Wednesday, August 10, 2011

The New York Times  August 9, 2011

States Pitch a Lifestyle to Lure Gun Makers From Their Longtime Homes

For more than a century, the nation’s firearms industry, including iconic brands like Colt, Smith & Wesson and Winchester, has been concentrated in Northeastern and Midwestern states that now have restrictive gun-control laws.

But recently, states like Idaho, Alabama and Montana have presented a novel argument as part of an effort to lure the firearms industry’s high-paying jobs south and west: Gun makers would be happier and more successful among citizens who regularly use firearms than they would be remaining in states trying to limit gun rights.

The approach is the latest twist in the interstate competition for scarce jobs, with hard-pressed states supplementing or even bypassing traditional enticements like tax breaks in favor of pitches that sell a lifestyle: greater personal freedom, low or no state taxes, minimal regulation, the absence of troublesome unions and of course, the unfettered right to bear arms.

“When we approach gun makers, we first make the cultural argument,” said Gov. Dennis Daugaard of South Dakota, a hunter who recruits firearms makers at gun shows.

“People in business want to feel their business is wanted and welcome in the communities where they are located. In South Dakota, the culture is there. We don’t regulate firearms businesses out of existence.”

Irv Stone, owner of Bar-Sto Precision Machine, which makes competition pistols, moved to Sturgis, S.D., from California last year because he said he found it increasingly difficult to operate in an environment where guns are shunned.

“The cultural thing is like night and day,” he said. “I felt like the bastard child in California. It is not a firearms culture. In California, it was like: ‘Eww, firearms. Really?’ Here, on the other hand, you are looked at kind of weird: ‘Oh, you don’t shoot or fish? What do you do?’ ”

The nation’s $3.8 billion firearms industry, which includes more than a thousand small companies as well as the famous brands, is not huge in terms of jobs. But because it employs 90,000 people amid the worst economic downturn since the Great Depression, competition for those jobs has become fierce.

• REQUEST A:
According to the article on gun makers, why did Irv Stone move his pistol business from California to Sturgis, S.D.? Answer in one to three sentences.
The article and the records below have no connection to each other.

• DATA FOR PROCESSING:
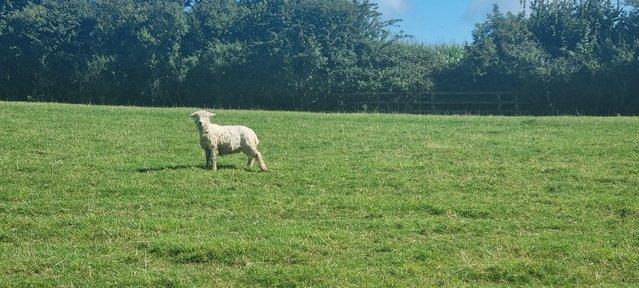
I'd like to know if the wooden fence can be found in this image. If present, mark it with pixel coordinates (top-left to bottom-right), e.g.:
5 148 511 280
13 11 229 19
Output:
341 92 526 115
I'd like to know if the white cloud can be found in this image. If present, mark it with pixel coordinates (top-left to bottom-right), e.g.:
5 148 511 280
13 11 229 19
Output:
373 0 408 14
464 0 522 22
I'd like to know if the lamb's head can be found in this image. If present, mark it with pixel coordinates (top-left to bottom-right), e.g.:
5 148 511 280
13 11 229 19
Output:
191 110 215 129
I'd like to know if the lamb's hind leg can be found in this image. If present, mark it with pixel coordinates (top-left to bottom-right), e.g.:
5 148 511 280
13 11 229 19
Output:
209 147 217 171
204 149 211 169
246 148 267 171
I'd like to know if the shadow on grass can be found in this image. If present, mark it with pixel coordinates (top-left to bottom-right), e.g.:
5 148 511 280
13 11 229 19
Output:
136 164 238 173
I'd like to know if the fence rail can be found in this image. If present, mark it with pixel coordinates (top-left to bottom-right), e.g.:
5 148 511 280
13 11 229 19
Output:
342 91 527 115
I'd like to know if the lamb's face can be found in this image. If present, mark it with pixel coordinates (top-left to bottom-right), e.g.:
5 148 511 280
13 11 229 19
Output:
191 110 215 130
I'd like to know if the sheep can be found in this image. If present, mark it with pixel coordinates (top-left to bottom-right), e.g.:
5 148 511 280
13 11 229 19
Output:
191 110 266 172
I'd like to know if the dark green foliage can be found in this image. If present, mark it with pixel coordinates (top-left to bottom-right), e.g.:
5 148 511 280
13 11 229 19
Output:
0 0 639 114
454 0 639 114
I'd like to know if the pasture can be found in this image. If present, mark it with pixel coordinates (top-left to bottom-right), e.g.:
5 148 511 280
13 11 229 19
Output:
0 102 639 287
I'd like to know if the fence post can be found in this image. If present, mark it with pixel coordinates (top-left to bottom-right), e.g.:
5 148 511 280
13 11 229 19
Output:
430 92 435 113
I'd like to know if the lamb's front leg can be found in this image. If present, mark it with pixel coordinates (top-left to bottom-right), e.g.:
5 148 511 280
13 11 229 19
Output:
204 148 211 169
210 147 217 171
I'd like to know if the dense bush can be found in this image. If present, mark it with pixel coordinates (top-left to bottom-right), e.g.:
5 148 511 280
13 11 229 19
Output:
0 0 639 114
447 0 639 114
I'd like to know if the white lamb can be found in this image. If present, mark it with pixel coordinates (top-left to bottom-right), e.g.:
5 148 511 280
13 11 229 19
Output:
191 110 266 171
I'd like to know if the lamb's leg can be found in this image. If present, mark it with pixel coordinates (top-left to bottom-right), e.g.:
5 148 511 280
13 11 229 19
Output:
251 149 266 172
210 147 217 171
204 149 211 169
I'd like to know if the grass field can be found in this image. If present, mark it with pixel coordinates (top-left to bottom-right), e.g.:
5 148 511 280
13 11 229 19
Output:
0 102 639 287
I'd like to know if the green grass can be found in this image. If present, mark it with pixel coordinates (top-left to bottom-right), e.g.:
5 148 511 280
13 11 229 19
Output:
0 102 639 287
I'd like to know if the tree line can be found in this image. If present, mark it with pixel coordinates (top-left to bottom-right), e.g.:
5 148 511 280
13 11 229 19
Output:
0 0 639 115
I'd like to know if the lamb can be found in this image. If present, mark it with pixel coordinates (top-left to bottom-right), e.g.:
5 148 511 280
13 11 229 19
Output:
191 110 266 171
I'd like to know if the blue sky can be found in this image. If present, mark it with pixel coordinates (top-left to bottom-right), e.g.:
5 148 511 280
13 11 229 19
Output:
372 0 521 43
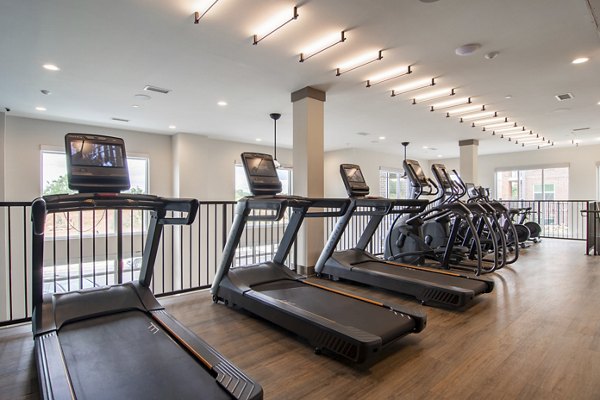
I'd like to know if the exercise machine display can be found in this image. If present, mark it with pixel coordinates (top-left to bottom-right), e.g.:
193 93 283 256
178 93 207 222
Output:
211 153 426 363
31 134 263 399
315 164 494 308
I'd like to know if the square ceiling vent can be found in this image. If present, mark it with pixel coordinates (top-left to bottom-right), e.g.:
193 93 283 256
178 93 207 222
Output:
554 93 573 101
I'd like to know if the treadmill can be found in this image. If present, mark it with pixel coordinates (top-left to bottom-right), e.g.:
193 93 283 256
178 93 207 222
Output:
211 153 426 364
31 134 263 399
315 164 494 308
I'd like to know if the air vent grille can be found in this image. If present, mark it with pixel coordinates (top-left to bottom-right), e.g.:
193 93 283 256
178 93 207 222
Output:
144 85 171 94
554 93 573 101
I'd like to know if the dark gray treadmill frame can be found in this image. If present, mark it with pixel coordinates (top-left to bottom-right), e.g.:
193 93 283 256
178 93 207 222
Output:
32 194 263 399
315 164 494 308
211 196 426 363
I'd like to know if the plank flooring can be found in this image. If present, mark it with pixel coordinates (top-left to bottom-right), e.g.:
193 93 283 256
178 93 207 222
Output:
0 239 600 400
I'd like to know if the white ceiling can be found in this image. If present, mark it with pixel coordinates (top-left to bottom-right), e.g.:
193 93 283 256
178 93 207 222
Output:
0 0 600 159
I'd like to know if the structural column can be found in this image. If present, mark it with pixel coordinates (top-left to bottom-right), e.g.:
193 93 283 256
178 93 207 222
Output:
0 112 6 320
292 86 325 275
458 139 479 184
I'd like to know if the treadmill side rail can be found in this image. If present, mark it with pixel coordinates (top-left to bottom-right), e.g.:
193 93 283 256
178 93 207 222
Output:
35 332 75 399
152 310 263 400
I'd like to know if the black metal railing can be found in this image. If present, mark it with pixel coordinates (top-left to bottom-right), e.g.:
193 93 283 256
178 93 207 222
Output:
0 200 591 326
501 200 593 240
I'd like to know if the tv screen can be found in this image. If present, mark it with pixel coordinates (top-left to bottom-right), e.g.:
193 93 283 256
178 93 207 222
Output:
69 139 125 168
344 168 365 183
246 157 277 177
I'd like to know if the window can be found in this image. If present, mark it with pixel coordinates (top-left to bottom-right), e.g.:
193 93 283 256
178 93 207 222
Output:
379 167 408 199
234 165 292 201
533 183 554 200
496 167 569 200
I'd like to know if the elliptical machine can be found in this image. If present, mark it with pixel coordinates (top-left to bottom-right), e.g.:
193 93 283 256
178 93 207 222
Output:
384 160 493 275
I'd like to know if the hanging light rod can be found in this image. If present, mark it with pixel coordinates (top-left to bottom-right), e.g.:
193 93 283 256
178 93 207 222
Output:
515 138 552 147
538 142 554 150
430 97 471 111
335 50 383 76
492 126 533 135
300 31 346 62
493 126 533 136
252 6 298 46
391 78 436 97
500 131 540 141
471 117 508 128
194 0 219 24
367 65 413 87
412 89 456 104
481 118 518 132
460 111 498 123
446 104 485 118
500 131 540 139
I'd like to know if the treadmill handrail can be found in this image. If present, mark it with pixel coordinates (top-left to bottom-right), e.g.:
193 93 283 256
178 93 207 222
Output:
238 195 349 221
31 193 198 332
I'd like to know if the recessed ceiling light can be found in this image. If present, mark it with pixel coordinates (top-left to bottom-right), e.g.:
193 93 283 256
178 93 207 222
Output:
454 43 481 56
571 57 590 64
484 51 500 60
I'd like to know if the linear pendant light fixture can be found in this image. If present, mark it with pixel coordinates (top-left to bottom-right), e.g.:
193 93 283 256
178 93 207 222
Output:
412 89 456 104
471 117 508 128
194 0 219 24
252 6 298 46
473 118 518 132
300 31 346 62
459 111 498 123
335 50 383 76
430 97 471 111
391 78 436 97
446 104 485 118
367 65 413 87
493 126 533 135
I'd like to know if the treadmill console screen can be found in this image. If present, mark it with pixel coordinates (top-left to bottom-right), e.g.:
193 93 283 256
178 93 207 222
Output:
340 164 369 197
242 153 281 196
431 164 452 189
404 160 429 187
65 133 129 193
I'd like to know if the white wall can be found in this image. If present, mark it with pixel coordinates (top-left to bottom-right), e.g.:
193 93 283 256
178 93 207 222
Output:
4 117 172 201
432 145 600 200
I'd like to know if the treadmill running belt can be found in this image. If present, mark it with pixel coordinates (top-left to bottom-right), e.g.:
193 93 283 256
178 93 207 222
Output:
59 311 231 399
252 280 415 345
353 261 488 294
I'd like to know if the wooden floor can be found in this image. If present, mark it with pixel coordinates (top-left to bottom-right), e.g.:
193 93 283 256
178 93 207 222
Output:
0 240 600 400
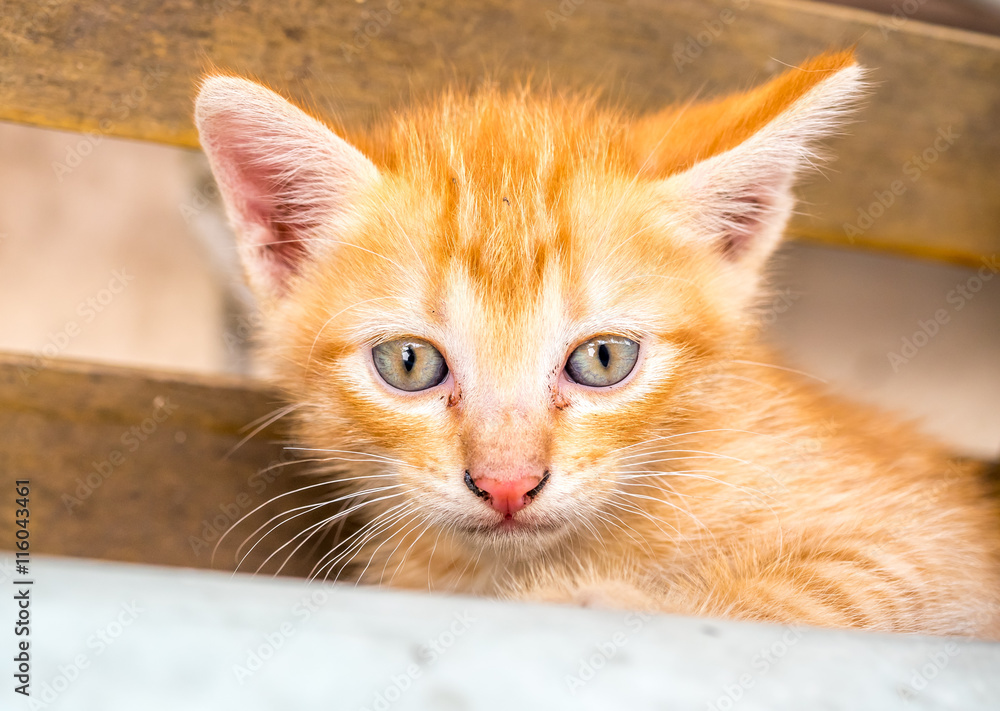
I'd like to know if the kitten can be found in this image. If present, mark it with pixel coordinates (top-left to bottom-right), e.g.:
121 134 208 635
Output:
196 53 1000 637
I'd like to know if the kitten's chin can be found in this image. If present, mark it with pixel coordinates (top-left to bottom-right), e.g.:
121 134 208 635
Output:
459 518 569 552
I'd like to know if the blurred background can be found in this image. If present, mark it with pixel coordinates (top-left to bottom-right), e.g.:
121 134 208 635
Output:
0 0 1000 457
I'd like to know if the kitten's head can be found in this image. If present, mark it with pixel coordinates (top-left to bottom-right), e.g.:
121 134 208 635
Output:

• REQUEST B:
In the records, copy out the lines starting with the line containing "I'd like to know if the blurred" and going on through the end of the records.

• FULL SOLUTION A:
He moved because he found it increasingly difficult to operate in an environment where guns are shunned.

• FULL SOLUTION B:
I'd like to know if the blurred background can be found in this image. If present, mark it with pixel coordinates (top-left to bottom-right), e.g.:
121 134 208 635
Output:
0 0 1000 457
I'd like to know if the kitten's head can be found in this image. If present, mark it with pixel coordinates (top-left to bottom-right), e.g.:
121 134 208 635
Output:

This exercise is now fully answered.